*Try it*: Give the entries again, exactly as they stand.

*Given data*:
-.-.-

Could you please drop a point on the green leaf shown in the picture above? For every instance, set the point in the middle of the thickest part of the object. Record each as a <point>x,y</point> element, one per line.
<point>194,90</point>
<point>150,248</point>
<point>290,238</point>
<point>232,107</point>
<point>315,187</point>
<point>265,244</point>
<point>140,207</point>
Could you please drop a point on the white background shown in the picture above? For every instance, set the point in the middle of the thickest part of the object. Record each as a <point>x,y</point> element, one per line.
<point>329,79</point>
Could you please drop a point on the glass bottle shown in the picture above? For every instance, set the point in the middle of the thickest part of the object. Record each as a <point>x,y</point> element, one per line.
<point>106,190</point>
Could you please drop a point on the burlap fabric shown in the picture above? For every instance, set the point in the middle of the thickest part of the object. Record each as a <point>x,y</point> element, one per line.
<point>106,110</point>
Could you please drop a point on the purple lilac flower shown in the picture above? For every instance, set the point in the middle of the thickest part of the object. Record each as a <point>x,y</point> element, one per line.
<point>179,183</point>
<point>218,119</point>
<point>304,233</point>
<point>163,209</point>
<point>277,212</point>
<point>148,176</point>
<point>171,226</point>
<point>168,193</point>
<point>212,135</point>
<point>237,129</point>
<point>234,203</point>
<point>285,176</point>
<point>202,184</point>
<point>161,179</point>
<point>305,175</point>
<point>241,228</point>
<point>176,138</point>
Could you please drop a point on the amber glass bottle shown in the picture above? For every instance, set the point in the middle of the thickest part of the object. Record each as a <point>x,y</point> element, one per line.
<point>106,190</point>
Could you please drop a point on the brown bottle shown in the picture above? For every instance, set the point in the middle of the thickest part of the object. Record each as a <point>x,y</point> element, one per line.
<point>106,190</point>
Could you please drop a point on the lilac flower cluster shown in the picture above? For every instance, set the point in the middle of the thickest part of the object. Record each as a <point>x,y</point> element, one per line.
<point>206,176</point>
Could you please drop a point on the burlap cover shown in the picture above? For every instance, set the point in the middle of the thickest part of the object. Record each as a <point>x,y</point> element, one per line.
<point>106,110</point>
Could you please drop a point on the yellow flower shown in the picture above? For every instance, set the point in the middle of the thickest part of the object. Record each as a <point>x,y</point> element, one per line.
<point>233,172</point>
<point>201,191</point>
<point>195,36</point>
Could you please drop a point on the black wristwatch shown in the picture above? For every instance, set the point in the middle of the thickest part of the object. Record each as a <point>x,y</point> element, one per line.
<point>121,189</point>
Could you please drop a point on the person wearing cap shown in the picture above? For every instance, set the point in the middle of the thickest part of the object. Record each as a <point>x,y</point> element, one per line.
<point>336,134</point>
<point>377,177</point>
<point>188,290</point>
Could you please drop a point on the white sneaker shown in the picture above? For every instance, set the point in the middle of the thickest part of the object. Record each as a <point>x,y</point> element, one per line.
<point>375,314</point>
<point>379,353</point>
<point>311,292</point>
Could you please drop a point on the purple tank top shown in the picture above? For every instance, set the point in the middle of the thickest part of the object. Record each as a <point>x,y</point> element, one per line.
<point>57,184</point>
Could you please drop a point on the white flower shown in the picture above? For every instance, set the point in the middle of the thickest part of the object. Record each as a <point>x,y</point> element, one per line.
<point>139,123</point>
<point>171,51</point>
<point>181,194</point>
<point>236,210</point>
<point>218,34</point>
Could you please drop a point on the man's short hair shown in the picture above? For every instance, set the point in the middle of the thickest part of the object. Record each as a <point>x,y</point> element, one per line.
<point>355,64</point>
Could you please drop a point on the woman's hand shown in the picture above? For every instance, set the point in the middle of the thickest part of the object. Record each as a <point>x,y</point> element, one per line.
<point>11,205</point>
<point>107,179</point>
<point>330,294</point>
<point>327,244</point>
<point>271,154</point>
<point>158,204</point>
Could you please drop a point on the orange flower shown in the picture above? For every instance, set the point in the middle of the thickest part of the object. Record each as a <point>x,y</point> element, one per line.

-.-.-

*Solved exercise*:
Could you please drop a point on the green leaf shown in the picture above? For every instance, set the point in the middle of the thickest part of the object. Record each as a <point>x,y</point> element, one per line.
<point>194,90</point>
<point>150,248</point>
<point>290,238</point>
<point>232,107</point>
<point>315,187</point>
<point>265,244</point>
<point>140,207</point>
Could you please drop a point on the white background shown in the picture above? For every instance, set the point in the middle of the thickest part of the object. Record each as a <point>x,y</point> element, one per line.
<point>329,79</point>
Could you please drop a point on the glass bottle shown in the picture above? For every instance, set the point in the middle of the thickest part of the object. Record each as a <point>x,y</point> element, one per line.
<point>106,190</point>
Could you please drop a point on the burlap fabric shown in the picture above? For every instance, set the point in the middle of the thickest part of the object. Record each as a <point>x,y</point> element, one per line.
<point>106,110</point>
Could you please drop a point on the purple lilac flower shown in the picture above? For every instance, set the point in the middle of the thickest part of the object. Record each as a <point>x,y</point> element, one per line.
<point>179,183</point>
<point>218,119</point>
<point>304,233</point>
<point>163,209</point>
<point>277,212</point>
<point>148,176</point>
<point>171,226</point>
<point>168,193</point>
<point>212,135</point>
<point>237,129</point>
<point>234,203</point>
<point>285,176</point>
<point>202,184</point>
<point>161,179</point>
<point>305,175</point>
<point>241,228</point>
<point>176,138</point>
Could you please drop a point on the amber glass bottle shown in the picture above? For every instance, set the point in the middle of the thickest part of the object. Record each as a <point>x,y</point> element, one per line.
<point>106,190</point>
Could you please drop a point on the brown bottle shown in the picture above? For every instance, set the point in the middle of the thickest part of the object. Record each as a <point>x,y</point> element, one per line.
<point>106,190</point>
Could you please drop a point on the lilac flower cluster shown in the picture above? For every instance, set the point in the middle of the thickest part of the object. Record each as a <point>x,y</point> element, one per line.
<point>206,176</point>
Could you please drop a point on the burlap cover shown in the picture above? For every instance, set the point in the middle of the thickest part of the object. Record each as a <point>x,y</point> element, one per line.
<point>106,110</point>
Could you please drop a point on the yellow flower shown in the picture above? For every instance, set the point in the middle of the thickest part of the object. Record each as a <point>x,y</point> element, one per line.
<point>233,172</point>
<point>201,191</point>
<point>195,36</point>
Could you please drop a point on the black wristwatch shown in the picture above? For every instance, set the point in the middle of the thickest part of the object. Record each as a <point>x,y</point> element, one per line.
<point>121,189</point>
Could you please drop a point on the person wearing cap shown in the picture above? For every instance, set the point in the middle of the thickest part of the object. Record each as a <point>x,y</point> element, one per line.
<point>336,134</point>
<point>377,177</point>
<point>188,290</point>
Could you please drop a point on the white sneaker shown in the picture above? For every instance, set the point in the middle of the thickest part of the object. Record each as a <point>x,y</point> element, one per line.
<point>375,314</point>
<point>379,353</point>
<point>311,292</point>
Could you please drop a point on the purple tank top shown in the picture above? For every instance, set the point in the middle of the thickest part of the object. Record each as a <point>x,y</point> element, one per line.
<point>57,184</point>
Could you please drop a point on the white flower shown in the picture above? For every instance, set the point in the middle of the thickest part of the object. Record each as a <point>x,y</point> element, one per line.
<point>139,123</point>
<point>171,51</point>
<point>181,194</point>
<point>236,210</point>
<point>218,34</point>
Could you please drop a point on the man's short hair shown in the picture above? For every instance, set the point in the middle of the thickest part of the object. Record each as a <point>x,y</point> element, one per line.
<point>355,64</point>
Could you please drop a point on the woman's hand shown in the picture above? For every instance, set the point in the middle of the thickest part of the object. Record each as a <point>x,y</point> element, one per line.
<point>11,205</point>
<point>107,179</point>
<point>330,294</point>
<point>327,244</point>
<point>271,154</point>
<point>158,204</point>
Could you please drop a point on the orange flower shown in the picture above? For every instance, set the point in the middle of the thickest part of the object. Record each as a <point>x,y</point> element, one per line.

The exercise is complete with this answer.